__What is being asked__
Name every Kosovo-based EPS company mentioned in the passage below on Serbia's state power company.

__Excerpted passage__
========================================

During the NATO bombing of Yugoslavia in 1999, many power plants have been severely damaged. With the establishment of the UNMIK administration in Kosovo on 1 July 1999, the company lost its access to the local coal mines and power plants, including Kosovo A and Kosovo B power plants.

Since then, government-owned Elektroprivreda Srbija by political decision continued to pay off earnings to all of Kosovo-based EPS companies - EPS Surface Mining Kosovo, EPS TPP Kosovo and EPS Elektrokosmet. However, all these employees are not working in Kosovo-based power plants, and are only occasionally and indirectly employed by EPS throughout the rest of Serbia. As of May 2009, there was a total of around 7,000 such employees which were working only on paper and receive regular earnings. As of June 2017, that number was cut to 4,539 employees. As of August 2022, a total of 3,300 employees worked for these three companies.

Following the stabilization of the country after war, in 2004 EPS was again a member of the European interconnected system UCTE.

- 2005–2013
Company operates in the current form since 1 July 2005. Then, the electric power transmission division of EPS was split from the company and established as its own public enterprise, named Elektromreža Srbije (EMS).

Since 2007, EPS has prepared plans for the construction of new power plants and the expansion of existing plants to increase generating capacity and meet growing consumption demand.

- 2013–2023
EPS de facto holds a monopoly on the electricity market in Serbia. Since 1 January 2013, the Serbian electricity market has been open to other companies with the expectations to be completely liberalized in the coming years. Since then, EPS has continued with further reorganization for better company's effectiveness. In 2014, EPS was split into two subsidiaries - EPS Distribucija Belgrade and EPS Trgovanje Ljubljana. In June 2021, the distribution system section of the company "EPS Distribucija" was split from the company, and continued to operate as an independent company named "Elektrodistribucija Srbije d.o.o. Beograd".

========================================

(Saved entries)
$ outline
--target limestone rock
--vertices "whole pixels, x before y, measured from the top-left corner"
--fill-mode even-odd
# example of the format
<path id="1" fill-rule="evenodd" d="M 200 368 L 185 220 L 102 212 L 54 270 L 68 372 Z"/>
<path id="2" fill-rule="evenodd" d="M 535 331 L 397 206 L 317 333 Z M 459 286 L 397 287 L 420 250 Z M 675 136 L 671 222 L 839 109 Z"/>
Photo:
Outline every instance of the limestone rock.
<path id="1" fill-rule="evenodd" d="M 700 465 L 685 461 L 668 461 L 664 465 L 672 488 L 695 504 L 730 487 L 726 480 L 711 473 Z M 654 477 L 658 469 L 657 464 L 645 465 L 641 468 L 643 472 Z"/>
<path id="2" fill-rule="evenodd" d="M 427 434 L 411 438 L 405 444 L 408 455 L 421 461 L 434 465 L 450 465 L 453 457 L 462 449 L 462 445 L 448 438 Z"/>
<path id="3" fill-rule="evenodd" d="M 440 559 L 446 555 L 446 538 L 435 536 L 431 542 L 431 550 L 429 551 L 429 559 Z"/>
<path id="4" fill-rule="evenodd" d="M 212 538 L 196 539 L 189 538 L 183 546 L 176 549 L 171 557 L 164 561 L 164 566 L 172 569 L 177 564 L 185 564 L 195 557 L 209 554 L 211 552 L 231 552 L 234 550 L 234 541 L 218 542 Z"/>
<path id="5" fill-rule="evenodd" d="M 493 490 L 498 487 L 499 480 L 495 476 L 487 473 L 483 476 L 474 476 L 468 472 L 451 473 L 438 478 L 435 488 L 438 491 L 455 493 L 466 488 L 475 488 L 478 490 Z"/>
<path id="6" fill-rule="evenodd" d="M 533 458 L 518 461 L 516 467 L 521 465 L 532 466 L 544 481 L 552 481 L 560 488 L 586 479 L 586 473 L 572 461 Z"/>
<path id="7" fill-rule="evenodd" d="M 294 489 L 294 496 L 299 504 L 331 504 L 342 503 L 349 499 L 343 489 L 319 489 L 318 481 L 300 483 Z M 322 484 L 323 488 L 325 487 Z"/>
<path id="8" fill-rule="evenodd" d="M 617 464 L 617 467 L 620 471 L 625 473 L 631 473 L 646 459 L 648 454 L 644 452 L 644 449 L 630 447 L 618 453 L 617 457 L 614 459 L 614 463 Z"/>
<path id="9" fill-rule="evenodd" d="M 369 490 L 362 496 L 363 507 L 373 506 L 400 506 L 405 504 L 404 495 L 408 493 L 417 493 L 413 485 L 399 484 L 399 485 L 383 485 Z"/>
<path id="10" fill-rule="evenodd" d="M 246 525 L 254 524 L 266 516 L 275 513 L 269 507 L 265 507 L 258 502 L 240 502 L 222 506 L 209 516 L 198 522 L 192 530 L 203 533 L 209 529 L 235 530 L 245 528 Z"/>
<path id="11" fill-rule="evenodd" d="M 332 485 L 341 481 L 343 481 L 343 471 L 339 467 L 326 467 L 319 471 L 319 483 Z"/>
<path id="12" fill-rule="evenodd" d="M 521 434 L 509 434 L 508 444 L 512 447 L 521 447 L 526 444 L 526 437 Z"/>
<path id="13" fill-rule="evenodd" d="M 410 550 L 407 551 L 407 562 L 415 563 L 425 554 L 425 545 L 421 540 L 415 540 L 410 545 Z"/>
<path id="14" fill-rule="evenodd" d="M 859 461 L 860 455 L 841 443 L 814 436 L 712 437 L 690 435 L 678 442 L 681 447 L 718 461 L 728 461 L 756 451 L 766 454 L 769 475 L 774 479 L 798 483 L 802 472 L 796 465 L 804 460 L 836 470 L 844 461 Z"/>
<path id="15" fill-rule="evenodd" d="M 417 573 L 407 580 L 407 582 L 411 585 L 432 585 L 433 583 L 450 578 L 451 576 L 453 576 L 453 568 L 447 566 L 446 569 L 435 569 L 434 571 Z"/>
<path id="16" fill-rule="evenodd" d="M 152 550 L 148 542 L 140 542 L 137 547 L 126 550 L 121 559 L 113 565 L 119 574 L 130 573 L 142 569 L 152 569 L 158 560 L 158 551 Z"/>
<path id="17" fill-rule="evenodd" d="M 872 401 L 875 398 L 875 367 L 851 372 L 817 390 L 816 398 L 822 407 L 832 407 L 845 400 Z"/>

========================================

__Task output__
EPS Surface Mining Kosovo, EPS TPP Kosovo, EPS Elektrokosmet